AIM OF THE TASK: Replace "co-anchor" with "host" in the radio news text between "In a surprise" and "on Thursday evening.", inclusive, and write out that part.

In a surprise announcement on Friday, Scott stepped down from his role as co-anchor of his 22 year radio show in New York on WPLJ.  (We'll have more on this story tomorrow in our Monday Radio Feature).  Maybe there was just too going on personally at the time for him to record this very special Beatlemania radio tribute ... but I, for one, truly missed him.  There aren't many left on the air today who can measure up to Scott's sheer talent ... and genuine appreciation of this music.
Thursday, February 6, 2014, begans "NYC FAB 50: Celebrating The Music of The Beatles," and SIR GEORGE MARTIN provided an exclusive message that was read at the events which started at the Apollo Theater at 7:30 on Thursday evening.

(Data items)

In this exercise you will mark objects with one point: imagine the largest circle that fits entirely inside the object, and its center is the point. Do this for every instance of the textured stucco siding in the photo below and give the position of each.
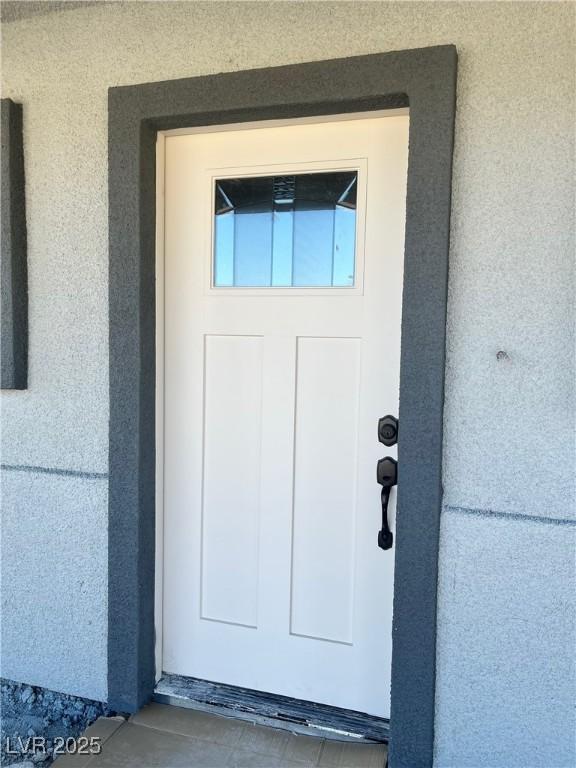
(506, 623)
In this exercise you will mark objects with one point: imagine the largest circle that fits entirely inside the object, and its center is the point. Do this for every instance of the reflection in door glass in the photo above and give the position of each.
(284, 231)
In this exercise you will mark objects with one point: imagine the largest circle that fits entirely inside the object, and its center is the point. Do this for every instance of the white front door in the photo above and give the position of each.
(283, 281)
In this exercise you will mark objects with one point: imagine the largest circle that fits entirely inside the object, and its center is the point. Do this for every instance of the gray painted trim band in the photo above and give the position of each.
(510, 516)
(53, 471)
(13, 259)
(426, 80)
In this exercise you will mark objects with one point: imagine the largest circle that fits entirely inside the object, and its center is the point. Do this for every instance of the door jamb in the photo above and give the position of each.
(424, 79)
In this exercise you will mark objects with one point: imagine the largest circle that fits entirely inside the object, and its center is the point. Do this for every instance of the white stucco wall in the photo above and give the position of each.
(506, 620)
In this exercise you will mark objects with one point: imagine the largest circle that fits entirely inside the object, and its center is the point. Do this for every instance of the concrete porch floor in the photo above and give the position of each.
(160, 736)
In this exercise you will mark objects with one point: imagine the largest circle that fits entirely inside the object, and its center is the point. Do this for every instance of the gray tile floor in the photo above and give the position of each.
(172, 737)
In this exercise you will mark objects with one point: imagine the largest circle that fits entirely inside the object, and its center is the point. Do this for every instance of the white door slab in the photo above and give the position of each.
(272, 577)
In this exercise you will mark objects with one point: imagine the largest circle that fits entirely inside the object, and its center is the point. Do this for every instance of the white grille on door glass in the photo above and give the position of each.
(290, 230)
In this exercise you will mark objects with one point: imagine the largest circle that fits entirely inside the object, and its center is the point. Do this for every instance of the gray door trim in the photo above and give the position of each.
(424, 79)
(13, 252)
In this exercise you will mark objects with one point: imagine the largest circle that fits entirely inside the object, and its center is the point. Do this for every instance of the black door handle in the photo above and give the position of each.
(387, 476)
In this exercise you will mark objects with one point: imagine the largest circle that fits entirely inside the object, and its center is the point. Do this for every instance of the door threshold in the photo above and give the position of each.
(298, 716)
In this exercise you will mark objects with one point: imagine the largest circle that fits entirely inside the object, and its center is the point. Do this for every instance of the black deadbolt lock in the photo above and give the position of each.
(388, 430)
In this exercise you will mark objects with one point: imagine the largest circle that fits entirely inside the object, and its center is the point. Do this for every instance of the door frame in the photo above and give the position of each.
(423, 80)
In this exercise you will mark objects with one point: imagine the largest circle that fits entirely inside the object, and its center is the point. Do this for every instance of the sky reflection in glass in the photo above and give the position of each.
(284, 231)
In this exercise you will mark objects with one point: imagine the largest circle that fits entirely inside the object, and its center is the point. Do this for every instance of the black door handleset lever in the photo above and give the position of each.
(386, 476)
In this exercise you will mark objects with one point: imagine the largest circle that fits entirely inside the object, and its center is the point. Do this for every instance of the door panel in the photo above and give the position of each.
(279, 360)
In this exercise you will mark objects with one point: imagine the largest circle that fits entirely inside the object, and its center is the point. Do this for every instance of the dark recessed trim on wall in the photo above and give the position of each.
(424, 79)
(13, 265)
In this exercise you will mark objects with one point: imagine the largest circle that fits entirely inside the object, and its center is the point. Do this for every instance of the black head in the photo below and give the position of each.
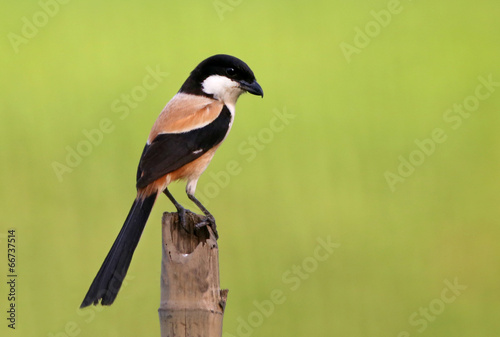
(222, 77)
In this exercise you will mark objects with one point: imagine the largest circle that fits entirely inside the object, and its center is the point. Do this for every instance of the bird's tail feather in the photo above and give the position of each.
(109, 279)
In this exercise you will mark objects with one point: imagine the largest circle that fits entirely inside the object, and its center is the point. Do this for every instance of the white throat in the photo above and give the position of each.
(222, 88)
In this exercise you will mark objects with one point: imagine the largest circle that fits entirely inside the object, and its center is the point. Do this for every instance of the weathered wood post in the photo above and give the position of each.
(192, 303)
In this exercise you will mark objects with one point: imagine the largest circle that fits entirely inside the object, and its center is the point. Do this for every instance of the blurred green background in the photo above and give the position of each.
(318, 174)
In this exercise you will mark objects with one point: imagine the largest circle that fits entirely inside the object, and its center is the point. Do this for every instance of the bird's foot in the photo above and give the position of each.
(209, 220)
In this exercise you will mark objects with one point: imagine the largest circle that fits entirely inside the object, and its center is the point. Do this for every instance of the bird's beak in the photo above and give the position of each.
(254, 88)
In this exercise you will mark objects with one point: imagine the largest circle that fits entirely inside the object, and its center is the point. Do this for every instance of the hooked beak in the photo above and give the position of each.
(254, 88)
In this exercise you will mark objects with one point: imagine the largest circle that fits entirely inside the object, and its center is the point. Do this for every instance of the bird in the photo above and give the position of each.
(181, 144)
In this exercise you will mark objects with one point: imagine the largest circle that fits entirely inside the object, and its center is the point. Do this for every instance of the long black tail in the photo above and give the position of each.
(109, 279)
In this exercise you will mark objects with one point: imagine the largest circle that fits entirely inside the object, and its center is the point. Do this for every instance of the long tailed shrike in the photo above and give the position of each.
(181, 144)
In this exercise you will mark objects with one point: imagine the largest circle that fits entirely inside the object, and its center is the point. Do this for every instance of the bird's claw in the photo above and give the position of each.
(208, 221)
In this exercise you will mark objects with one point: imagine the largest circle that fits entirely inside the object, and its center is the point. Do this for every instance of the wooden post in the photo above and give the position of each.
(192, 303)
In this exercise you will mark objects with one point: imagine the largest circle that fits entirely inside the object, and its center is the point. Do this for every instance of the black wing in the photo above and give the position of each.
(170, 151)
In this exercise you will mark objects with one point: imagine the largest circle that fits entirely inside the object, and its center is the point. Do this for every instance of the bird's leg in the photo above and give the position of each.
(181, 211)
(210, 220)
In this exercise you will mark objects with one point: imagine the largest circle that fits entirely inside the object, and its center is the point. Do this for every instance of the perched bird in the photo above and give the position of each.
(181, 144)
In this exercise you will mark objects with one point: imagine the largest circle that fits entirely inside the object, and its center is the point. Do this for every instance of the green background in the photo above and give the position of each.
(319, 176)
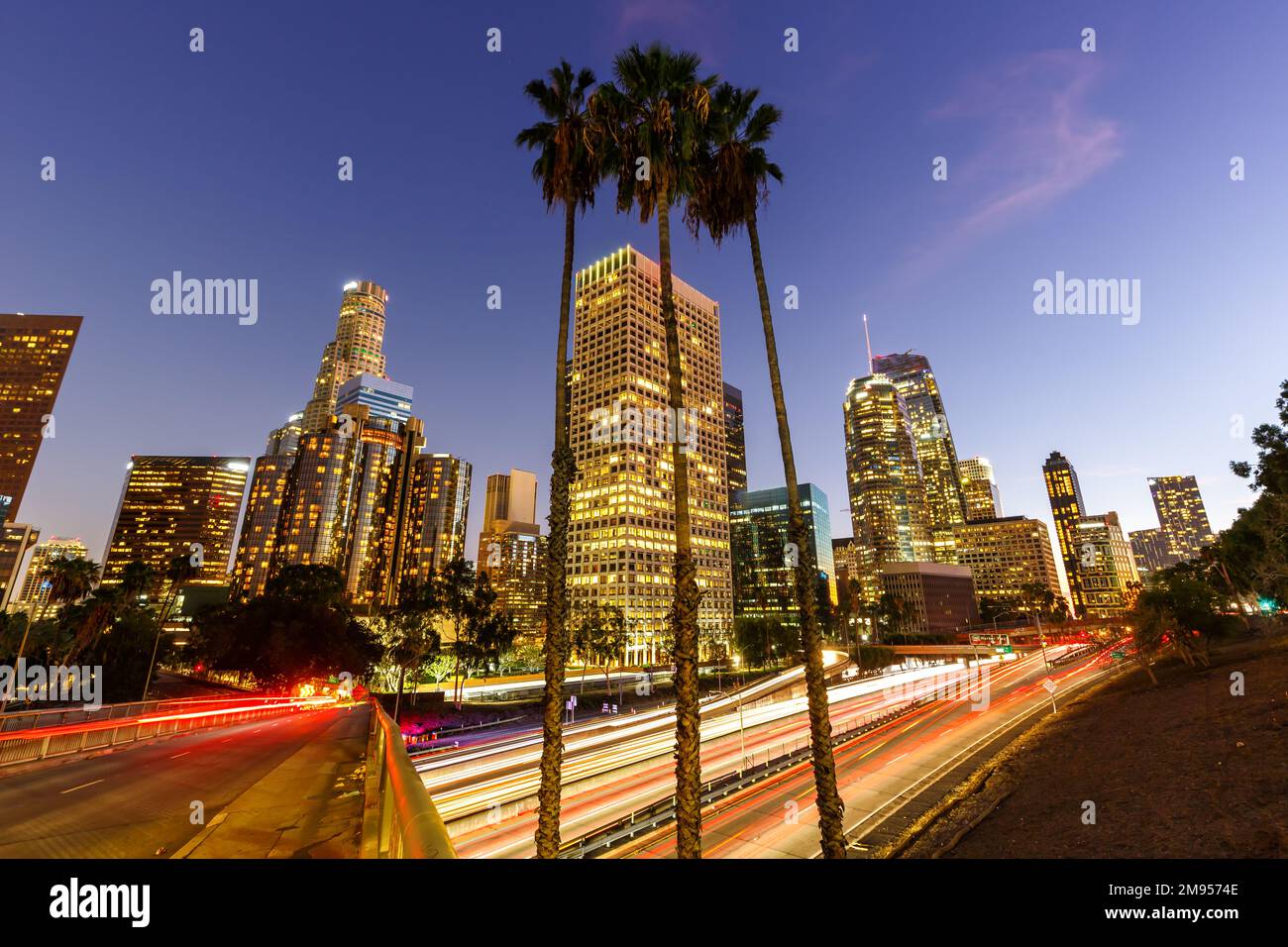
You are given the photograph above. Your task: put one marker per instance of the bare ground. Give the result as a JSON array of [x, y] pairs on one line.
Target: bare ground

PROBLEM SOLUTION:
In a surprise announcement on Friday, Scott stepped down from his role as host of his 22 year radio show in New York on WPLJ.  (We'll have more on this story tomorrow in our Monday Radio Feature).  Maybe there was just too going on personally at the time for him to record this very special Beatlemania radio tribute ... but I, for one, truly missed him.  There aren't many left on the air today who can measure up to Scott's sheer talent ... and genuine appreciation of this music.
Thursday, February 6, 2014, begans "NYC FAB 50: Celebrating The Music of The Beatles," and SIR GEORGE MARTIN provided an exclusive message that was read at the events which started at the Apollo Theater at 7:30 on Thursday evening.